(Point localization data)
<<<<

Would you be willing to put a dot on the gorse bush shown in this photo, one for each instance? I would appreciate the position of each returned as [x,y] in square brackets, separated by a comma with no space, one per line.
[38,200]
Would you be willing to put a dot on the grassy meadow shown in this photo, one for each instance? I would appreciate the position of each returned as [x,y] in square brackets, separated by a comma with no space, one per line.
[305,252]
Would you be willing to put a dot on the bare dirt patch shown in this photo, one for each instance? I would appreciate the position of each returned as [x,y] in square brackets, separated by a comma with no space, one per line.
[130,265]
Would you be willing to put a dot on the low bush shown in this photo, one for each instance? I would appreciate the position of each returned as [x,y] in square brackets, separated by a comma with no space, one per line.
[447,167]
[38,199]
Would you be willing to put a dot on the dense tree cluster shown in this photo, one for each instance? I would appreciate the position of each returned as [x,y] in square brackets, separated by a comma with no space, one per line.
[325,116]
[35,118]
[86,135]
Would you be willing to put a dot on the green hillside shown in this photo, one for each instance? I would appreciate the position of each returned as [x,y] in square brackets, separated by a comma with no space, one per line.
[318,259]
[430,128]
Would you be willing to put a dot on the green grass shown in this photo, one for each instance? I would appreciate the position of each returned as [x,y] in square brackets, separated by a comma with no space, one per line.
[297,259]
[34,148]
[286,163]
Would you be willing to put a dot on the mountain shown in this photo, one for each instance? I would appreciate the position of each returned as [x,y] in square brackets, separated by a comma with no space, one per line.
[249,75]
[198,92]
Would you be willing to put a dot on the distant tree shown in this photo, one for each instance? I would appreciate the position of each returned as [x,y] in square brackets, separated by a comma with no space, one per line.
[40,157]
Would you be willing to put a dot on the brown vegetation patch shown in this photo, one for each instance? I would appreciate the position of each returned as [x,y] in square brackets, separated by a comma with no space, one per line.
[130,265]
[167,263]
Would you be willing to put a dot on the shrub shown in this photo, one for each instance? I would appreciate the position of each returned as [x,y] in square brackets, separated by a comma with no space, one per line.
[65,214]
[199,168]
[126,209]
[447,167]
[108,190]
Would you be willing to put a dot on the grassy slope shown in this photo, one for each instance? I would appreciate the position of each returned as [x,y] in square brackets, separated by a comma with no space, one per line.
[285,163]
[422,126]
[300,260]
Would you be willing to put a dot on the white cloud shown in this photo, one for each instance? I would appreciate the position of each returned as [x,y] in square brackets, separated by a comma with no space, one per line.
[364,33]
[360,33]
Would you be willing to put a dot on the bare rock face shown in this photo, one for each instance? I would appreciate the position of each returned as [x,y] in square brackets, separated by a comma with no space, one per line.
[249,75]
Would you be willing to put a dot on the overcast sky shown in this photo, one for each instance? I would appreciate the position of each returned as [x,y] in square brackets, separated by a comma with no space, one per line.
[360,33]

>>>>

__TASK DIRECTIONS__
Copy each line of the data exactly, please.

__WRITTEN REPLY__
Would you be willing to put a dot on the gorse bush shown in this photo, one for each instance? I would appreciate the position of each returned as [x,y] in square brackets, separated by a comma with no space, one per line.
[38,200]
Would you be willing to put a dot on the grassy meadow shown in this photo, one for each instance? I would appreciate the position of each returned as [x,y] in square brackets, separated by a comma with no space, one per line.
[305,252]
Would you be willing to put a dot on the bare dirt patch shown in this photo, one for each instance? I would appreciate the position of each returned as [x,y] in square brackets, separated by a comma with no space, one per line.
[130,265]
Would you be willing to put a dot on the low bush shown in this photo, one for each instance? I would appreciate the position of each returned as [x,y] in square brackets, separated by a comma with no space, one per line.
[447,167]
[38,199]
Would you be willing to put a dot on the dense tree cluster shown in this photo, one for each instance? I would appreciate the position of each returned as [x,y] in square brackets, separated by a comma with no space, one per line.
[325,116]
[35,118]
[86,135]
Would you be willing to put a dot on the green hillside shown in this photo, one for each instance? I would appreciate the position of each returned as [x,y] in square brackets, separated by a comma with no space, one per line.
[318,259]
[430,128]
Would you be willing to put a dot on the green grass shown in this photo, one for each instance? I would appreciate the position of each returned as [x,y] in square brackets, separated by a comma with no space, one per line.
[297,259]
[34,148]
[286,163]
Would you be willing to put a dot on the mountain shown in this photo, one for each instance? I would appreciate the position of each returned as [x,y] in square brackets, separated by a comma with no space, one per line.
[249,75]
[198,92]
Would you be willing to put a dot on the distant tree shown in this photo, one for each instance? I would appreciate the position of each returned as [x,y] in square brackets, separated by a comma with no space, one per line.
[40,157]
Would you be willing to put a dot on the brown vegetation patch shown in this photo, one for each instance? I would appreciate the position of each returned as [x,y] in square brackets, separated by a comma with no space, one per line.
[130,265]
[167,263]
Would you be willing to put a dot on the shrub shown in this photo, one for each instance? I would appreciate the position of each returned as [x,y] in square brackets, separated by a comma with no space, one per line.
[65,214]
[199,168]
[126,209]
[447,167]
[108,190]
Would you be willing to put a dot on the grassy slope shown in this photo, one for each instance? I would appreciate the position of each returned as [x,y] in square brackets, separated by a comma with no space, one per line.
[285,163]
[422,126]
[300,260]
Would you be willing to put a dot on the white cloud shown in this photo, one for each instance? I would appreciate the position of each returned as [x,y] in square brackets, separated by a comma with no space, one per line.
[364,33]
[360,33]
Would you be willing to put a dot on the bare rock face shown in this photo, one for each instance? I would appreciate the position of each returned as [x,y] in square brackets, separated by a comma with no space, one per line.
[249,75]
Would you be willing to put a dot on the overcast sky shown in this photo, one for each instance? I would appreciate the position of each returned as [x,y] in square brackets, separated by a comma with no space, one per line.
[360,33]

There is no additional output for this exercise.